EXERCISE BRIEF -> From the records below, transcribe exactly the lines that begin at the line with "Could you please indicate the blue trousers" and end at the line with "Could you please indicate the red", both included.

===== DATA SUPPLIED =====

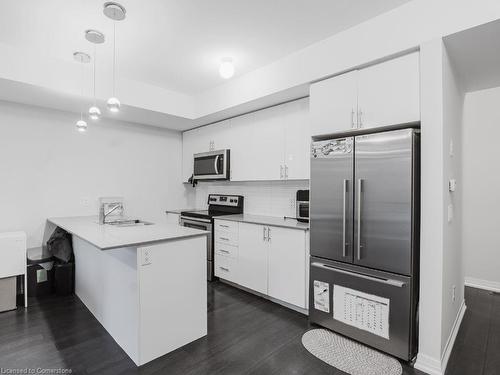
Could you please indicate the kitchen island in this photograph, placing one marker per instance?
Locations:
(146, 284)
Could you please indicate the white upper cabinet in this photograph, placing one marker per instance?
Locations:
(204, 139)
(380, 95)
(297, 140)
(334, 104)
(257, 146)
(287, 272)
(389, 93)
(266, 145)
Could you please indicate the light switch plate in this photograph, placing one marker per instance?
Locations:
(41, 276)
(452, 185)
(146, 256)
(450, 213)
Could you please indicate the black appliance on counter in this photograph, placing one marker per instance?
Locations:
(302, 206)
(218, 205)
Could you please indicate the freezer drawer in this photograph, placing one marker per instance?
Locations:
(373, 307)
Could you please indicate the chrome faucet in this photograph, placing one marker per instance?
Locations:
(103, 214)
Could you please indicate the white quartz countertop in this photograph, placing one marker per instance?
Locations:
(108, 236)
(277, 221)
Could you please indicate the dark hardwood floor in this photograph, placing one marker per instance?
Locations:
(246, 335)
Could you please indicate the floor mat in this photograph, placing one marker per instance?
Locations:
(347, 355)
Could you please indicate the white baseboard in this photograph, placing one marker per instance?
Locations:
(453, 336)
(433, 366)
(493, 286)
(428, 364)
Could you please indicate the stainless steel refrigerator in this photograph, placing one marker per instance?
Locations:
(364, 222)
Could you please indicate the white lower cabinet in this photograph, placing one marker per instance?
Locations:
(252, 257)
(267, 259)
(286, 265)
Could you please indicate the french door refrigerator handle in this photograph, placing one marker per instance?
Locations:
(360, 183)
(344, 220)
(391, 282)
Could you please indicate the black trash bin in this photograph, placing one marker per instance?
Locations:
(40, 280)
(61, 247)
(64, 281)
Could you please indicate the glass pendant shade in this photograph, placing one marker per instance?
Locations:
(94, 113)
(113, 104)
(81, 126)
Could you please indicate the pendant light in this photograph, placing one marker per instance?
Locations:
(95, 37)
(82, 58)
(116, 12)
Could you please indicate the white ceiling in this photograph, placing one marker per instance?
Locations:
(177, 45)
(475, 54)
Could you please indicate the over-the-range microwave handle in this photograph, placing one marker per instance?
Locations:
(216, 164)
(391, 282)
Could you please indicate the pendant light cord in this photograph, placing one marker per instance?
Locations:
(95, 54)
(114, 57)
(81, 112)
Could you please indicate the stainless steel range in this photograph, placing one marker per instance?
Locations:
(218, 205)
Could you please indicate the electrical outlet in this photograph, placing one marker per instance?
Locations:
(85, 201)
(146, 257)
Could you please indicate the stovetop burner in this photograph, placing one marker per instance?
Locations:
(218, 205)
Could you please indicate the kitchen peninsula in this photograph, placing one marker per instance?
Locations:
(146, 284)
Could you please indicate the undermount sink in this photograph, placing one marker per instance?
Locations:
(129, 223)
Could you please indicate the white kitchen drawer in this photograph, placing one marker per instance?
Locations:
(228, 226)
(225, 237)
(225, 268)
(226, 250)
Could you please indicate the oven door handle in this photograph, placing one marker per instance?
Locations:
(391, 282)
(194, 221)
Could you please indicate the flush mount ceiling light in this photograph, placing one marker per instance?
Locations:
(116, 12)
(226, 68)
(95, 37)
(82, 58)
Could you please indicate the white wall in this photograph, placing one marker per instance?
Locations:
(49, 169)
(268, 198)
(440, 250)
(453, 275)
(481, 187)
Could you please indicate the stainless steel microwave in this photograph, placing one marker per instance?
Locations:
(213, 165)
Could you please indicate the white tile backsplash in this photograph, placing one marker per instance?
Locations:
(270, 198)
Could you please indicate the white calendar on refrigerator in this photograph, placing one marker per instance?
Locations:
(361, 310)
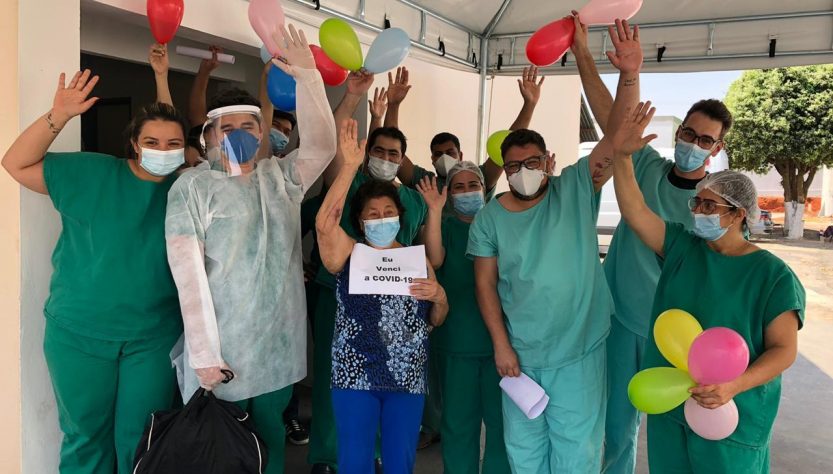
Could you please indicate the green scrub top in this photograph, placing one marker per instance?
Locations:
(415, 212)
(463, 332)
(551, 285)
(111, 278)
(744, 293)
(631, 268)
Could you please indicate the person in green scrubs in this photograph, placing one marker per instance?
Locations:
(112, 315)
(715, 274)
(384, 151)
(468, 376)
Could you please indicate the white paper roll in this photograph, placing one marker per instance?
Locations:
(204, 54)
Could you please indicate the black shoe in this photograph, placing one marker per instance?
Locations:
(322, 469)
(295, 433)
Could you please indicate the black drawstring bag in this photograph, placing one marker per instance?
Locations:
(207, 436)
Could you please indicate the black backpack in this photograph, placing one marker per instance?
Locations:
(207, 436)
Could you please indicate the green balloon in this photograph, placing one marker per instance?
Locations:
(340, 43)
(659, 389)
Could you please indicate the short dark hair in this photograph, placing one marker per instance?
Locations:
(445, 137)
(280, 114)
(149, 113)
(233, 96)
(390, 132)
(715, 110)
(521, 138)
(371, 190)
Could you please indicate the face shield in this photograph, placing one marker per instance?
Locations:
(231, 137)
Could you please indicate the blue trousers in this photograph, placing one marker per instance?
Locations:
(360, 413)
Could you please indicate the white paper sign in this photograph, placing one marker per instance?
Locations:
(386, 272)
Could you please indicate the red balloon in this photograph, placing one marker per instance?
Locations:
(332, 73)
(164, 17)
(550, 42)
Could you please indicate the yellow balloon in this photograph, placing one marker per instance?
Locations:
(674, 332)
(493, 145)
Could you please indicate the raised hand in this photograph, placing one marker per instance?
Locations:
(628, 139)
(398, 88)
(72, 100)
(379, 104)
(158, 58)
(295, 52)
(435, 198)
(530, 85)
(348, 145)
(628, 55)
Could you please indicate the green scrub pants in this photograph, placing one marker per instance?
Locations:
(267, 417)
(472, 396)
(674, 449)
(106, 391)
(624, 356)
(568, 436)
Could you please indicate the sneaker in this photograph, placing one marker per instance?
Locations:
(296, 434)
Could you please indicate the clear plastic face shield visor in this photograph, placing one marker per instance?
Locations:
(231, 138)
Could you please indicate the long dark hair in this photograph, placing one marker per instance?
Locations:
(151, 112)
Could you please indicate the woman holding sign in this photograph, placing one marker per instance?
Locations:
(723, 280)
(380, 345)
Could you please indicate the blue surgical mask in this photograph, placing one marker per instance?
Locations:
(468, 204)
(162, 162)
(689, 156)
(240, 146)
(381, 232)
(708, 226)
(278, 141)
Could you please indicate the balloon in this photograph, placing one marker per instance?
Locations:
(674, 332)
(164, 17)
(718, 355)
(266, 16)
(713, 425)
(605, 12)
(494, 143)
(341, 44)
(659, 389)
(550, 42)
(265, 56)
(332, 73)
(281, 89)
(388, 50)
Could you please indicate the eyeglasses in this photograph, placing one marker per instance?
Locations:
(703, 141)
(531, 163)
(706, 205)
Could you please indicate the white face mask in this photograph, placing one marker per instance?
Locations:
(444, 164)
(527, 182)
(382, 170)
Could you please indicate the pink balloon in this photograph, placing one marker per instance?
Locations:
(718, 355)
(715, 424)
(266, 16)
(604, 12)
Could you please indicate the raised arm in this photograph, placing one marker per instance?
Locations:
(24, 159)
(197, 108)
(158, 58)
(626, 141)
(315, 122)
(334, 244)
(432, 234)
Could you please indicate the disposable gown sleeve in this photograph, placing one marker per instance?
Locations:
(185, 239)
(316, 127)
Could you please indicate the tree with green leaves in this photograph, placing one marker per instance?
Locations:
(783, 118)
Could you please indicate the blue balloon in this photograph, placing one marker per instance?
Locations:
(281, 89)
(264, 54)
(388, 50)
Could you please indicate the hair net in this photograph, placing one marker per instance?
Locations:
(736, 188)
(464, 166)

=====

YOUR RESPONSE ->
Could you please indicate the blue trousers in this photograph, placing one marker per instance?
Locations:
(360, 413)
Could you please indicate the white paper sign in this photograph, placing one marker per instance?
Locations:
(386, 272)
Could you please indicate the red balloon in this photograph, placing one marker per instance?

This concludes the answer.